**PROBLEM REQUIREMENTS:** Write out the records word for word, starting with the line that contains "Tag every white sign" and continuing through the end of the records.

**SOURCE DATA:**

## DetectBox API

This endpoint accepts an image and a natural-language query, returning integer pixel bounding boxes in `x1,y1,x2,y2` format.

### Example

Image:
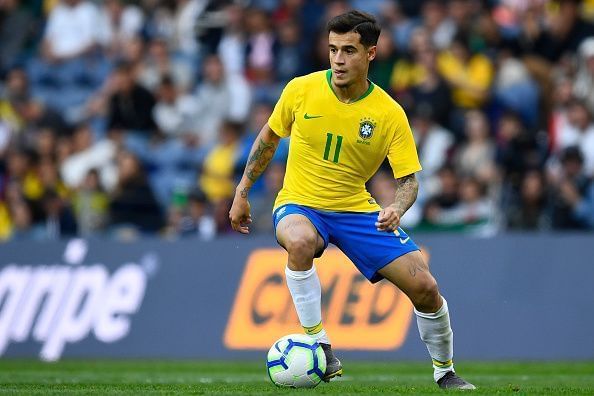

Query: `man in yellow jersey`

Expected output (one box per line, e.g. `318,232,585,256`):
229,11,474,389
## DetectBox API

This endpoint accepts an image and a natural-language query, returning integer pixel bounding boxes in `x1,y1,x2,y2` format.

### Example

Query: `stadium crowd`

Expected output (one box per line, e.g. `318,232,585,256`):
0,0,594,240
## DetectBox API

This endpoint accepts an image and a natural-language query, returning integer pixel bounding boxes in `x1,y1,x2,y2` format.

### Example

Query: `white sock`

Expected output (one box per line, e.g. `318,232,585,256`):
285,267,330,344
415,297,454,382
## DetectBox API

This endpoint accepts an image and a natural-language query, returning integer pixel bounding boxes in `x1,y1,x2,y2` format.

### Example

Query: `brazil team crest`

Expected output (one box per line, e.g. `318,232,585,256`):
359,119,375,140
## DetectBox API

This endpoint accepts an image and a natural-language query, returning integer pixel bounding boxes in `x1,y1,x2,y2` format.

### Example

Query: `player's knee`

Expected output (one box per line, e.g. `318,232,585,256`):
411,276,441,312
284,235,316,261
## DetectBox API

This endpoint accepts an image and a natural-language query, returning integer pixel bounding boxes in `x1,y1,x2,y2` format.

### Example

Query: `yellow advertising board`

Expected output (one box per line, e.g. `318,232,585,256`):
224,248,413,350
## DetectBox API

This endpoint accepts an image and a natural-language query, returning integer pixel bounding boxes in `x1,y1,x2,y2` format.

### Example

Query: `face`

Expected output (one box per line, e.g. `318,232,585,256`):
328,32,376,88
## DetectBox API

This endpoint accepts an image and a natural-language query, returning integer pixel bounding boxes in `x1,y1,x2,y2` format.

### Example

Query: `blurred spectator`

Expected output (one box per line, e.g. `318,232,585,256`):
177,187,217,241
410,48,453,126
551,146,590,230
135,39,194,93
455,110,496,185
496,112,546,193
421,165,460,229
153,75,199,137
107,63,155,136
35,190,77,240
422,0,457,50
573,37,594,114
520,0,594,62
380,1,416,52
60,125,117,191
420,177,496,229
245,8,276,84
369,32,397,91
274,21,305,84
42,0,101,63
566,181,594,230
411,103,454,195
437,33,494,109
72,169,109,236
493,50,540,127
98,0,144,58
217,4,246,74
0,0,34,76
200,121,242,204
507,170,551,231
195,55,251,146
390,28,433,101
109,152,163,235
558,100,594,177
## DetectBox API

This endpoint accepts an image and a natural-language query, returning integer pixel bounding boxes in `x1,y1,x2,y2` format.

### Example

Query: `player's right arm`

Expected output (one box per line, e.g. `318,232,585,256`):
229,124,281,234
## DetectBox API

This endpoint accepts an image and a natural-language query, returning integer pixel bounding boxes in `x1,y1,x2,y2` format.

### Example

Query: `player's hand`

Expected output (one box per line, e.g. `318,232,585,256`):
375,206,400,232
229,192,252,234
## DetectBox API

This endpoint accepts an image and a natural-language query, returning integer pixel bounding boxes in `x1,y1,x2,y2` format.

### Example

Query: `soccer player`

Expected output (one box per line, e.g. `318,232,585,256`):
229,11,474,389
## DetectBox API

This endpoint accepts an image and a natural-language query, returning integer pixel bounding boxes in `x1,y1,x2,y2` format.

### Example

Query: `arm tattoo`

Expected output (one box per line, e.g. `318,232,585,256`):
392,173,419,217
242,138,276,183
239,187,250,198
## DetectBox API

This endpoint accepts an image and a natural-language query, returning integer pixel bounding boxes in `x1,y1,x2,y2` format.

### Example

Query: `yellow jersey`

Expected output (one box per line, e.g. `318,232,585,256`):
268,70,421,212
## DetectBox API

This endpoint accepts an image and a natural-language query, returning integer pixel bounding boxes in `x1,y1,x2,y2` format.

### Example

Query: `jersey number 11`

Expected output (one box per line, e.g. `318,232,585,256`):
324,133,342,164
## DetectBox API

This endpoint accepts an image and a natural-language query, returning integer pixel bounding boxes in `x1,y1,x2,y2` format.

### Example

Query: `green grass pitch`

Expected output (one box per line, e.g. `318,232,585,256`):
0,359,594,396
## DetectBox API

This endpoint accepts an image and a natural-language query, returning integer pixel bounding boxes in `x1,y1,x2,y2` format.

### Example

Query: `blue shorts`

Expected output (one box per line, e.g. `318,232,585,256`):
272,204,419,283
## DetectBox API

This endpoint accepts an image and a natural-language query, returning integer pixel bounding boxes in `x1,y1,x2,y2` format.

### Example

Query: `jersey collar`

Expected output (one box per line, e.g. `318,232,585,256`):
326,69,375,104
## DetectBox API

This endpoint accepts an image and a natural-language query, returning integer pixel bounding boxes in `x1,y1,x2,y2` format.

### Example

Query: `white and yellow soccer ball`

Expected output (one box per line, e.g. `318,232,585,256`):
266,334,326,388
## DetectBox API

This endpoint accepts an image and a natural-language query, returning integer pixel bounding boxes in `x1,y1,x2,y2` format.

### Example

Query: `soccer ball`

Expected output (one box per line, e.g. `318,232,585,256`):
266,334,326,388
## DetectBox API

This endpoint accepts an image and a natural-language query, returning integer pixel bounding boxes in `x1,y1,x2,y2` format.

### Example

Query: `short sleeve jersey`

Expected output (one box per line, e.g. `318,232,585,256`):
268,70,421,212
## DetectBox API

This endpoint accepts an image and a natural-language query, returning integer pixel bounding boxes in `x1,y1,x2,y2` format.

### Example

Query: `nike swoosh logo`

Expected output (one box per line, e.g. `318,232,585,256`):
303,113,324,120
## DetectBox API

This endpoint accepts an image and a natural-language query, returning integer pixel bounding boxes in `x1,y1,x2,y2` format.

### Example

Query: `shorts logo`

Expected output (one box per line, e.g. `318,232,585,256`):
359,119,375,140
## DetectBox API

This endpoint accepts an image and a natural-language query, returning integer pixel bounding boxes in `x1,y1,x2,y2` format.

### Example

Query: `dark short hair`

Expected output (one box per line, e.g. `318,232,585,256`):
326,10,382,47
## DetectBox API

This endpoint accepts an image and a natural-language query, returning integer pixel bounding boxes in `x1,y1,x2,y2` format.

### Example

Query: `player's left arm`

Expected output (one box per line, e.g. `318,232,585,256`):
375,173,419,232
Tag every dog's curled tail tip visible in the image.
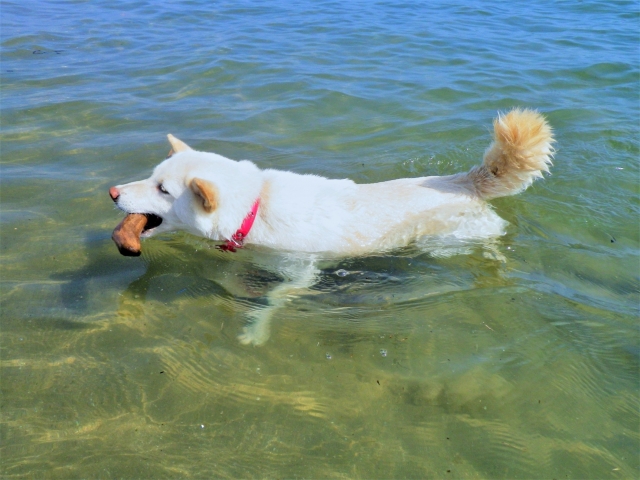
[470,108,555,198]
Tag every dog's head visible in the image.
[109,135,262,249]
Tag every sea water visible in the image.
[0,0,640,479]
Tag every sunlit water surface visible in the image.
[0,0,640,479]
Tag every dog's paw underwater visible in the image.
[109,109,554,256]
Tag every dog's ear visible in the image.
[189,178,218,213]
[167,134,191,156]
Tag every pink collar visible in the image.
[216,198,260,252]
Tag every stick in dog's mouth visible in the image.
[111,213,162,257]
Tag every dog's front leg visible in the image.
[238,255,320,345]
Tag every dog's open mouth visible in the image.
[111,213,162,257]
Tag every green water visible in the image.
[0,0,640,479]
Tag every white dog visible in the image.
[109,109,554,344]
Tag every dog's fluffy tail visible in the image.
[468,108,554,199]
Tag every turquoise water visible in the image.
[0,0,640,479]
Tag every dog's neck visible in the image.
[216,197,260,252]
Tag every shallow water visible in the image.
[0,0,640,479]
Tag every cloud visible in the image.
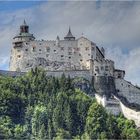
[0,1,140,84]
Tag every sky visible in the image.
[0,0,140,85]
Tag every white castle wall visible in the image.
[115,79,140,104]
[47,70,92,81]
[95,94,121,115]
[120,102,140,127]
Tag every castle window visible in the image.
[68,47,72,51]
[105,66,108,71]
[77,48,80,51]
[101,66,104,70]
[61,47,64,51]
[85,47,89,51]
[68,52,72,55]
[46,47,50,52]
[32,47,36,52]
[17,55,21,58]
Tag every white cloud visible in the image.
[0,1,140,84]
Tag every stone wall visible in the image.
[47,70,92,81]
[95,94,121,115]
[115,79,140,105]
[94,76,116,98]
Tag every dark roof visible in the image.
[64,27,75,39]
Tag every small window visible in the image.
[32,47,36,52]
[68,52,72,55]
[46,47,50,52]
[17,55,21,58]
[101,66,104,70]
[61,47,64,51]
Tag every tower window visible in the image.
[32,47,36,52]
[61,47,64,51]
[68,52,72,55]
[46,47,50,52]
[17,55,21,58]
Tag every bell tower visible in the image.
[20,20,29,33]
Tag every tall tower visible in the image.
[13,20,35,42]
[64,27,75,40]
[9,20,35,71]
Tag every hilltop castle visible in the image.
[6,21,140,127]
[10,21,125,78]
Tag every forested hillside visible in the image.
[0,68,140,139]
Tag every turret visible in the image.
[56,36,60,46]
[13,20,35,44]
[64,27,75,40]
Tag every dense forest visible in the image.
[0,68,140,140]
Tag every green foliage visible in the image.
[0,68,139,140]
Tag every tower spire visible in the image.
[23,19,27,25]
[64,26,75,40]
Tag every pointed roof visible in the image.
[64,27,75,40]
[22,19,27,26]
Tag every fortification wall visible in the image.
[115,79,140,105]
[95,94,121,115]
[120,102,140,127]
[0,70,92,81]
[0,70,25,77]
[47,70,92,81]
[94,76,116,98]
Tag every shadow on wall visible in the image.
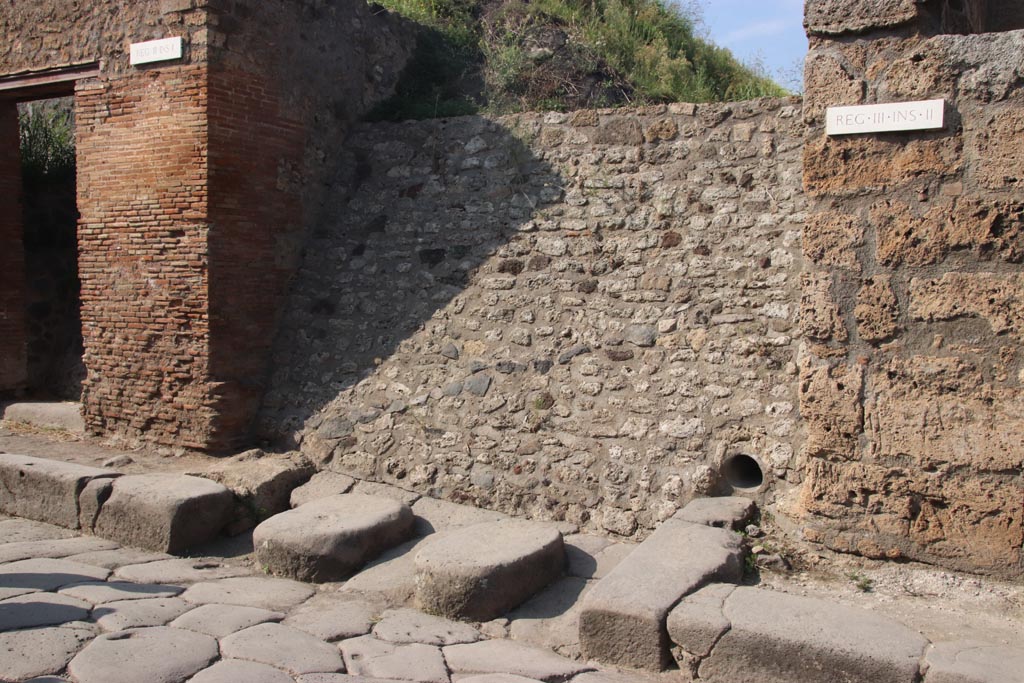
[260,117,563,449]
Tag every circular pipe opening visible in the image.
[722,455,765,489]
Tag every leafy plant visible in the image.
[18,100,75,180]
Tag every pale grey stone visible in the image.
[65,548,174,569]
[674,586,928,683]
[374,608,483,645]
[673,496,758,530]
[0,625,95,683]
[291,472,355,508]
[171,604,285,638]
[0,519,75,544]
[68,626,218,683]
[220,624,345,676]
[580,519,742,671]
[253,494,413,582]
[114,558,251,584]
[0,537,118,562]
[92,598,193,632]
[415,519,565,622]
[60,581,185,605]
[0,454,119,528]
[413,498,508,536]
[925,641,1024,683]
[188,659,294,683]
[285,593,381,642]
[341,636,449,683]
[181,577,315,612]
[509,577,592,658]
[443,640,593,681]
[0,558,111,591]
[93,474,234,553]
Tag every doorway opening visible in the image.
[18,96,85,401]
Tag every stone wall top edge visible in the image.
[358,95,804,133]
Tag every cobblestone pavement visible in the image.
[0,517,678,683]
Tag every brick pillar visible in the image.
[0,101,28,391]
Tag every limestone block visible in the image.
[0,454,120,528]
[580,519,742,671]
[669,586,928,683]
[925,641,1024,683]
[253,494,414,582]
[92,474,234,553]
[415,519,565,622]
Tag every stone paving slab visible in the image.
[220,624,345,676]
[68,627,219,683]
[0,624,96,681]
[92,474,234,553]
[580,519,742,671]
[0,453,120,529]
[415,519,565,622]
[181,577,316,611]
[188,659,294,683]
[925,641,1024,683]
[170,604,285,638]
[253,494,414,582]
[669,586,928,683]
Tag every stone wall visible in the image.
[795,0,1024,574]
[263,99,804,536]
[0,0,411,451]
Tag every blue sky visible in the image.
[680,0,807,89]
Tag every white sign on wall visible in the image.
[825,99,946,135]
[131,37,182,67]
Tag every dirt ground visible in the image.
[0,422,1024,646]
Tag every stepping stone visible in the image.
[0,558,111,591]
[92,598,193,632]
[0,454,120,528]
[443,640,593,681]
[253,494,414,582]
[673,496,758,531]
[92,474,234,553]
[0,537,118,562]
[290,472,355,508]
[171,604,285,638]
[60,581,185,605]
[114,558,252,584]
[65,548,174,569]
[284,593,381,642]
[0,519,77,544]
[68,626,219,683]
[925,641,1024,683]
[220,624,345,676]
[669,587,929,683]
[188,659,294,683]
[181,577,316,612]
[342,636,449,683]
[0,625,95,683]
[374,609,483,645]
[580,519,743,671]
[415,519,565,622]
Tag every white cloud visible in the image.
[721,19,790,45]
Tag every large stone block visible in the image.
[669,586,928,683]
[92,474,234,553]
[580,519,742,671]
[0,454,121,528]
[416,519,565,622]
[253,494,414,582]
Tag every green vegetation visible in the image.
[371,0,785,120]
[18,100,75,180]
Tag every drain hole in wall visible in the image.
[722,456,765,488]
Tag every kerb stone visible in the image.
[580,519,742,671]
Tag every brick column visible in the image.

**TASK ANSWER:**
Tag every white sign on wall visible in the image.
[825,99,946,135]
[131,37,182,67]
Tag every dirt ground visible in the image.
[0,422,1024,646]
Tag every stepping stone visible in the image.
[0,558,111,591]
[92,598,193,632]
[0,454,120,528]
[443,640,593,681]
[253,494,414,582]
[673,496,758,531]
[92,474,234,553]
[0,537,118,562]
[290,472,355,508]
[171,604,285,638]
[60,581,185,605]
[114,558,252,584]
[65,548,174,569]
[284,593,381,642]
[0,519,77,544]
[68,626,219,683]
[925,641,1024,683]
[220,624,345,676]
[669,587,929,683]
[188,659,294,683]
[181,577,316,612]
[342,636,449,683]
[0,625,95,683]
[374,609,483,645]
[580,519,743,671]
[415,519,565,622]
Tag every white cloud visible in the image.
[721,19,790,45]
Tag every large stone block visible in the image.
[669,586,928,683]
[92,474,234,553]
[580,519,742,671]
[0,454,121,528]
[416,519,565,622]
[253,494,414,582]
Tag every green vegetation visible in the image.
[371,0,785,120]
[18,100,75,180]
Tag every drain hole in wall visible in the image.
[722,456,765,488]
Tag every kerb stone visible in the image.
[580,519,742,671]
Tag every brick column visible in the image.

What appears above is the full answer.